The Company Shareholder Approval is the only vote of the holders of any class or
series of Company capital stock necessary to approve this Agreement and to
consummate the Merger. The Company has taken all actions necessary with respect
to the entering into of this Agreement and the Ancillary Agreements to which it
is a party, the consummation of the Merger and the other transactions
contemplated by this Agreement and the Ancillary Agreements so as to render
inapplicable to such transactions the restrictions on business combinations
contained in Chapter 7A of the MBCA.

            Section 3.4 Consents and Approvals; No Violations. Except as
disclosed in Section 3.4 of the Disclosure Schedule and except for the Company
Shareholder Approval, the Merger Filing, and filings, permits, authorizations,
consents and approvals as may be required under, and other applicable
requirements of, the Securities Exchange Act of 1934, as amended (the "Exchange
Act"), the Securities Act and state blue sky laws, neither the execution,
delivery or performance of this Agreement or any Ancillary Agreements by the
Company nor the consummation by the Company of the transactions contemplated
hereby or thereby nor compliance by the Company with any of the provisions
hereof or thereof will (i) conflict with or result in any breach of any
provision of the articles of incorporation or by-laws or similar organizational
documents of the Company or of any of its Subsidiaries, (ii) require any filing
with, or permit, authorization, consent or approval of, any court, arbitral
tribunal, administrative agency or commission or other governmental or other
regulatory authority or agency (a "Governmental Entity"), (iii) result in a
violation or breach of, or constitute (with or without due notice or lapse of
time or both) a default (or give rise to any right of termination, amendment,
cancellation or acceleration or result in the creation of any lien) under, any
of the terms, conditions or provisions of any note, bond, mortgage, indenture,
guarantee, other evidence of indebtedness, lease, license, contract, agreement
or other instrument or obligation to which the Company or any of

<PAGE>   11


its Subsidiaries is a party or by which any of them or any of their properties
or assets may be bound (a "Company Agreement") or (iv) violate any order, writ,
injunction, decree, statute, rule or regulation applicable to the Company, any
of its Subsidiaries or any of their properties or assets, except in the case of
clauses (ii), (iii) or (iv) where the failure to obtain such permits,
authorizations, consents or approvals or to make such filings, or where such
violations, breaches or defaults would not, individually or in the aggregate,
have a material adverse effect on the Company and its Subsidiaries, taken as a
whole, and will not materially impair the ability of the Company to consummate
the transactions contemplated hereby or by the Ancillary Agreements.

• _THE TASKS_
a – According to the merger agreement excerpt, which chapter of the MBCA contains the restrictions on business combinations that the Company has rendered inapplicable?
b – Write what comes next in the merger agreement excerpt, following on from its final sentence.

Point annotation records
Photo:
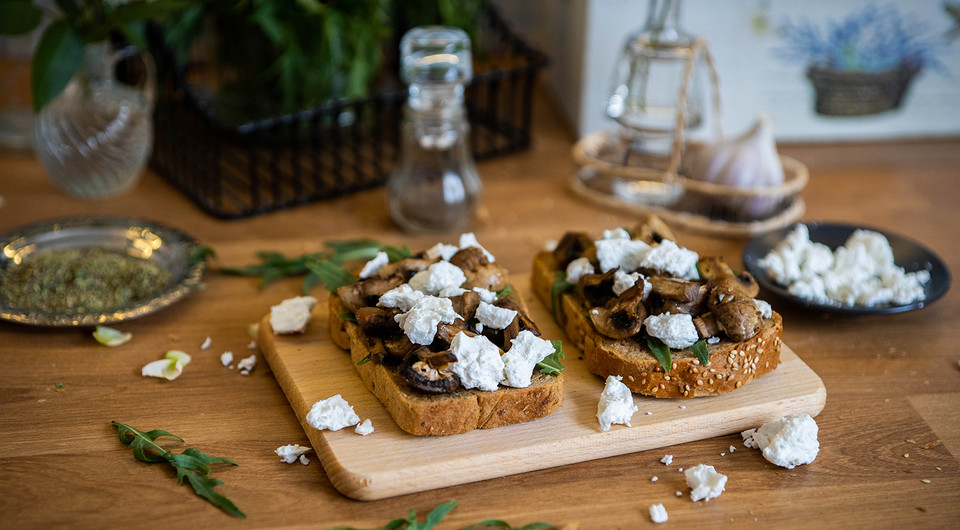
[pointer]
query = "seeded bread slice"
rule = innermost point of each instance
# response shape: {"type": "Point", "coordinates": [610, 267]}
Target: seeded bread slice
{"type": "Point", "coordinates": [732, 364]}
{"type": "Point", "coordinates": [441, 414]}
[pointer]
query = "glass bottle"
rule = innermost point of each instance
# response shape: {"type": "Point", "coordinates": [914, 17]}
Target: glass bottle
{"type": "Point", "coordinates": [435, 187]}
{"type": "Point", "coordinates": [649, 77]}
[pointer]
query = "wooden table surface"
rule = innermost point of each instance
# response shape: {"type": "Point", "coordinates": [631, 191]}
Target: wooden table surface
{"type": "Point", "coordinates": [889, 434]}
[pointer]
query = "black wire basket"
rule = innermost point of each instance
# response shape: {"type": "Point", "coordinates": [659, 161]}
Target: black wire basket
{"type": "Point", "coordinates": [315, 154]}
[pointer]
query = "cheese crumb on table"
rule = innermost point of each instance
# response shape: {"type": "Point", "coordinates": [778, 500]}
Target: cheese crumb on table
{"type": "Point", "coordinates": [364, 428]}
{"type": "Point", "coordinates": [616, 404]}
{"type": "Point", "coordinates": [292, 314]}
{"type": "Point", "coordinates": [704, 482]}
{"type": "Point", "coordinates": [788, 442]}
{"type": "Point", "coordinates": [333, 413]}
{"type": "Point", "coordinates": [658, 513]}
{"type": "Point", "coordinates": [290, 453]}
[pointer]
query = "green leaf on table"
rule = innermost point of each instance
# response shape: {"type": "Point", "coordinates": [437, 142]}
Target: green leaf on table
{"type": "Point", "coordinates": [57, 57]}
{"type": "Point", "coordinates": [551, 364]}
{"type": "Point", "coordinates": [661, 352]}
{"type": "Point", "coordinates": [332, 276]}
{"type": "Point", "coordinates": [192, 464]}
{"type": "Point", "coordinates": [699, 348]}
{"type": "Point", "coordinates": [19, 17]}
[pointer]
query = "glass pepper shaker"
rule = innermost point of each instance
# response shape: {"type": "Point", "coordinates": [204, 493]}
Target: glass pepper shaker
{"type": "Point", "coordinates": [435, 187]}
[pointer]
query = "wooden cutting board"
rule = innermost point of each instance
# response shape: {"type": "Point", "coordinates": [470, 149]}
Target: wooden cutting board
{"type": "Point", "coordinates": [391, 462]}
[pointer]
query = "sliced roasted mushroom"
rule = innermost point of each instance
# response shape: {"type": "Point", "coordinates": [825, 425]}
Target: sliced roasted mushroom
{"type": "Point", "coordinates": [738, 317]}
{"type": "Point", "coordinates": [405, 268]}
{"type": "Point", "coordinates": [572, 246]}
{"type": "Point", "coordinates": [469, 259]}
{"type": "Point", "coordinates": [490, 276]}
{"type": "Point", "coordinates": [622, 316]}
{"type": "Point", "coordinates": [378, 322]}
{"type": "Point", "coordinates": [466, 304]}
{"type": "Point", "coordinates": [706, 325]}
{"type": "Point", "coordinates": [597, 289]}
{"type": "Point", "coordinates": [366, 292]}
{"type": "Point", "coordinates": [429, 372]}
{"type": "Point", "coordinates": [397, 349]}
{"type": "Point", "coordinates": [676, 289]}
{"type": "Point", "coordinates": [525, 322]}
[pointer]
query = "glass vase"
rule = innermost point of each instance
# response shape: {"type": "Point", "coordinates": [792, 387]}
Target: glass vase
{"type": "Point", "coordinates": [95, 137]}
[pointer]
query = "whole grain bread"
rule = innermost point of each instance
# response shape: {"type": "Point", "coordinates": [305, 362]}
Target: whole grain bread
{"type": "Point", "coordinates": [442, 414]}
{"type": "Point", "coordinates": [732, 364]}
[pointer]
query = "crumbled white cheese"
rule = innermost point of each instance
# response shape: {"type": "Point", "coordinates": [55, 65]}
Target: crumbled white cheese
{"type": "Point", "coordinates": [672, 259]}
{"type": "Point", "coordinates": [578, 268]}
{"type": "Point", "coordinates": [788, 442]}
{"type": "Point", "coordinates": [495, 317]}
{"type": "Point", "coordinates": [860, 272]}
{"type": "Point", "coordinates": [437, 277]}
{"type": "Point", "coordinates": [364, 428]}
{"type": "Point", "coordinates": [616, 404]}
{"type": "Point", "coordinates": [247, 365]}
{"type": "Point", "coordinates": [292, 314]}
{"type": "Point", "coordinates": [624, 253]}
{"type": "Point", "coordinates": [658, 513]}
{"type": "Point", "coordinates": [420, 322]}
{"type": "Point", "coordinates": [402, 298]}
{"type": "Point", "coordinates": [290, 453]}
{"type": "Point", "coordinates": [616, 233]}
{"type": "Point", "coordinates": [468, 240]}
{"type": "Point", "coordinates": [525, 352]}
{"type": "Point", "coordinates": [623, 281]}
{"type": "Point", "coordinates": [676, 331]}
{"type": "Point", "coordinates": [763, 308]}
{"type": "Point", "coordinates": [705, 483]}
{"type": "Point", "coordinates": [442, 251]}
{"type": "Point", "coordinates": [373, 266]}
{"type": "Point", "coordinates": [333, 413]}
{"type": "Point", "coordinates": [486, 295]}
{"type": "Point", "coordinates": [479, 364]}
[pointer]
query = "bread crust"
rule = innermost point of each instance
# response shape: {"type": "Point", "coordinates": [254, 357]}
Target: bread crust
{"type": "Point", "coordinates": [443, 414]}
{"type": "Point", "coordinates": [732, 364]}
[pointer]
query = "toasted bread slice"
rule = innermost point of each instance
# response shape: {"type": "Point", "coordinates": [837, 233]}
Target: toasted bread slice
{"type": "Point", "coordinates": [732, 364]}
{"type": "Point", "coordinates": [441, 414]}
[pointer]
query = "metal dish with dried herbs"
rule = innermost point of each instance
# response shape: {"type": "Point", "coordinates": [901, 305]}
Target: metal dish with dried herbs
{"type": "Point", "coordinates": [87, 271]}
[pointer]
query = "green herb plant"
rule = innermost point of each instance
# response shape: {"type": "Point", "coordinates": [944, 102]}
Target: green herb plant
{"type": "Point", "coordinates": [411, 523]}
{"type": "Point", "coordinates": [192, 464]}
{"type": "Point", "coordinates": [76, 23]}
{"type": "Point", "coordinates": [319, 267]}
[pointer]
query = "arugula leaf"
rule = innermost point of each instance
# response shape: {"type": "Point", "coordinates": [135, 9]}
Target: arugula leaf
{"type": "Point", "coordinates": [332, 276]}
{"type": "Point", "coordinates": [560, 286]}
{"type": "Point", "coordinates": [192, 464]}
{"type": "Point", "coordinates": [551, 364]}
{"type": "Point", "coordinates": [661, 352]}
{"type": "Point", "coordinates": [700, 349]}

--

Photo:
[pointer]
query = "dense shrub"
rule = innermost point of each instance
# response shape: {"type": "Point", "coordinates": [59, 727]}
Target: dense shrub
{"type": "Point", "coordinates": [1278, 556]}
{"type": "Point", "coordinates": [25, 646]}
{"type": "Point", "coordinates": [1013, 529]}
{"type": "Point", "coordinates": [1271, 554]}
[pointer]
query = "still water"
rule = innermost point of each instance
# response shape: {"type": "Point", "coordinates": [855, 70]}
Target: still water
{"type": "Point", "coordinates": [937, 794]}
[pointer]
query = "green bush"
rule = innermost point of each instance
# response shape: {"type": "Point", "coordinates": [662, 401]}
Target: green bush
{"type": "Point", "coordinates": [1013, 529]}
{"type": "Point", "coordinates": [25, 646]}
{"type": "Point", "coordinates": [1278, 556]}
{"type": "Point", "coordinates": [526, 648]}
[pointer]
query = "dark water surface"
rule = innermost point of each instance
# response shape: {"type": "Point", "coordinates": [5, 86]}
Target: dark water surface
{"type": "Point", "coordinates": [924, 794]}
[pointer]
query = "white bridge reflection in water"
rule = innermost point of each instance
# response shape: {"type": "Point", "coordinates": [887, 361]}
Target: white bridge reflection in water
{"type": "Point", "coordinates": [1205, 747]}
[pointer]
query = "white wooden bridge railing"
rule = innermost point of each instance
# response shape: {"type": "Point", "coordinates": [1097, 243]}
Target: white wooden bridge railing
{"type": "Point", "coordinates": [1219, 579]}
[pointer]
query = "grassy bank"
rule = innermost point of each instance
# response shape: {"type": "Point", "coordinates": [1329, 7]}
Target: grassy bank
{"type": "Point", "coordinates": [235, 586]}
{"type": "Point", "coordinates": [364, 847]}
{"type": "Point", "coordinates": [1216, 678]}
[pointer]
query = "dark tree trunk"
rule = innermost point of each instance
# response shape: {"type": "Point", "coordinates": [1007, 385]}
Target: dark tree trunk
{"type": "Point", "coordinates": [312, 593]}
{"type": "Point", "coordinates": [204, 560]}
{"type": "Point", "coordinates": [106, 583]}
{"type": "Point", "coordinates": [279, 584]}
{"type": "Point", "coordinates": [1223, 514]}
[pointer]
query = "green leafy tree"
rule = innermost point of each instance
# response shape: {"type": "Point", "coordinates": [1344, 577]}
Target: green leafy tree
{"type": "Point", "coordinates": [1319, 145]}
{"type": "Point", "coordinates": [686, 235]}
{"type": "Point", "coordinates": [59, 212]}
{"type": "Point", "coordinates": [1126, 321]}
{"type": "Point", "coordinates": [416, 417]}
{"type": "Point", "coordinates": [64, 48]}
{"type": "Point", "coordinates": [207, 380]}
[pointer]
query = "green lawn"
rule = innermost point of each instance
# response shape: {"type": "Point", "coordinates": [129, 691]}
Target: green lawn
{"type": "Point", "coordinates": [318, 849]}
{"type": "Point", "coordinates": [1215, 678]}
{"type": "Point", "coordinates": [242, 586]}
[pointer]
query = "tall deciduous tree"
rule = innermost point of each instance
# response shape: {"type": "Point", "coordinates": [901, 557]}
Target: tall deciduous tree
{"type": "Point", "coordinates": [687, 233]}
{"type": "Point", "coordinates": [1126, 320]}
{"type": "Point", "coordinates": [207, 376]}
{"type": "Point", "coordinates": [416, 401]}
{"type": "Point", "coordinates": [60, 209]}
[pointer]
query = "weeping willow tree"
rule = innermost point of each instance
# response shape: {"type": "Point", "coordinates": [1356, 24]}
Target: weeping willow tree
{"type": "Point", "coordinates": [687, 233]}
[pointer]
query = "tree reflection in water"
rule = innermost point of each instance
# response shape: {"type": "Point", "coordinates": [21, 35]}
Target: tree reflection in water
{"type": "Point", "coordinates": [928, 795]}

==

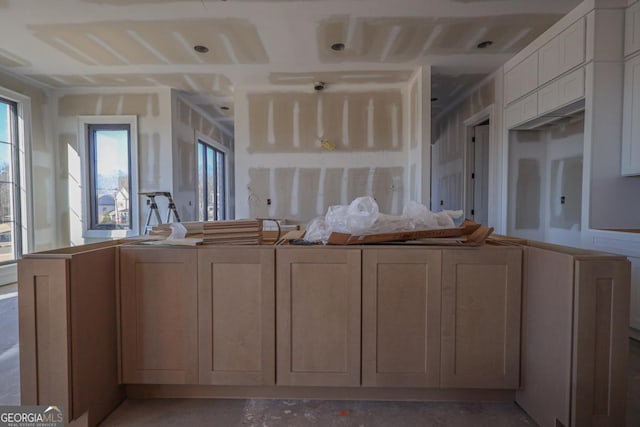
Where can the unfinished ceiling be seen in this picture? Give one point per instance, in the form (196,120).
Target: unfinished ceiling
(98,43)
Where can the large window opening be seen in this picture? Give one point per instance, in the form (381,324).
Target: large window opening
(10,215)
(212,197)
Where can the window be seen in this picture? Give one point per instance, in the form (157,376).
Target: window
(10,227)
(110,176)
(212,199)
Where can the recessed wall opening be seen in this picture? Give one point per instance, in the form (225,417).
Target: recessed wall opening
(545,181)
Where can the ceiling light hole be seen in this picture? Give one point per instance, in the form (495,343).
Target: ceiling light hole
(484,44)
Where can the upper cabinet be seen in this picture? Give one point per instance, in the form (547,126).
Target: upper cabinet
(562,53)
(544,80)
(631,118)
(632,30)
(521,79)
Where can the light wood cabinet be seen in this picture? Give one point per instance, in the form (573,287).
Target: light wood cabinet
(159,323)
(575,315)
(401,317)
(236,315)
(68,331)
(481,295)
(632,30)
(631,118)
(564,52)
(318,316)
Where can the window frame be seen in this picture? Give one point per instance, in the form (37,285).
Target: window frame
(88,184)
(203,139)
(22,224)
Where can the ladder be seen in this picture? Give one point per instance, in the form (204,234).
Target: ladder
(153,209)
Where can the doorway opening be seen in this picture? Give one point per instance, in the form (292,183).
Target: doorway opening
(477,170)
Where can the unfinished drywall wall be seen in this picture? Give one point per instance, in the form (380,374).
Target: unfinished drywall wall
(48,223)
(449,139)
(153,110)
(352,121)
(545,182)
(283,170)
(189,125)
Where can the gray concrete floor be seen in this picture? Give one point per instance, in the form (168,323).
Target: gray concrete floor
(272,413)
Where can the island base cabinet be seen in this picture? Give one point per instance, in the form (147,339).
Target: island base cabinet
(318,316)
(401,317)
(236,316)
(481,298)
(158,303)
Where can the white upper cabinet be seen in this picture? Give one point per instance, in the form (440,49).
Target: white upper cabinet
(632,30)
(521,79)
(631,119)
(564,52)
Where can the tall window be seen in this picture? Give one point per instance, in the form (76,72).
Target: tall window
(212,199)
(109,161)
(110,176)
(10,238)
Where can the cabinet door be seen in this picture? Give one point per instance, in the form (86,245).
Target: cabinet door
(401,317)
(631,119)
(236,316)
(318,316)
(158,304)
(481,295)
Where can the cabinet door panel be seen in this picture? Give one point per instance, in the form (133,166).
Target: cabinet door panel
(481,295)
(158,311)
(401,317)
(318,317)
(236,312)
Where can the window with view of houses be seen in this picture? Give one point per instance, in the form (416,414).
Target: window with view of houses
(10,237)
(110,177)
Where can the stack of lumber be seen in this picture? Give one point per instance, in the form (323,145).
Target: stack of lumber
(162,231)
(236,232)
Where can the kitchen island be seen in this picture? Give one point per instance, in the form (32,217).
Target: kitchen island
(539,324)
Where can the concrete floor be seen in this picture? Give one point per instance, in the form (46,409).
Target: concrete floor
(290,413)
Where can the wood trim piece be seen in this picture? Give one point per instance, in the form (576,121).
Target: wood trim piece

• _ANSWERS IN ORDER_
a – Chapter 7A of the MBCA.

b –
            Section 3.5 SEC Reports and Financial Statements. The Company has
filed with the Securities and Exchange Commission (the "SEC"), and has
heretofore made available to Parent true and complete copies of, all forms,
reports, schedules, statements and other documents required to be filed by it
and its Subsidiaries since June 1, 1995 under the Exchange Act and the
Securities Act of 1933, as amended (the "Securities Act") (as such documents
have been amended since the time of their filing, collectively, the "Company SEC
Documents"). As of their respective dates or, if amended, as of the date of the
last such amendment, the Company SEC Documents, including, without limitation,
any financial statements or schedules included therein (the "Company Financial
Statements") (a) did not contain any untrue statement of a material fact or omit
to state a material fact required to be stated therein or necessary in order to
make the statements therein, in light of the circumstances under which they were
made, not misleading and (b) complied in all material respects with the
applicable requirements of the Exchange Act or the Securities Act, as the case
may be, and the applicable rules and regulations of the SEC thereunder. The
Company SEC Documents include all the documents that the Company was required to
file with the SEC since June 1, 1995. The Company Financial Statements have been
prepared from, and are in accordance with, the books and records of the Company
and its consolidated Subsidiaries, comply in all material respects with
applicable accounting requirements and with the published rules and regulations
of the SEC with respect thereto, have been prepared in accordance with United
States generally accepted accounting principles ("GAAP") applied on a consistent
basis during the periods involved (except as may be indicated in the notes
thereto or, in the case of the unaudited statements, as permitted by Form 10-Q
of the SEC) and present fairly the consolidated financial position and the
consolidated results of operations and cash flows of the Company and its
consolidated Subsidiaries as at the dates thereof or for the periods presented
therein. The Company has not received notice (written or oral) from and, to its
knowledge, is not under any review by any Governmental Entity in connection with
its revenue recognition policies and procedures. Without limiting the foregoing,
for any period after December 31, 1998, the Company has complied in all material
respects with Statement of Position 97-2 (Software Revenue Recognition), as
amended by Statement of Position 9804.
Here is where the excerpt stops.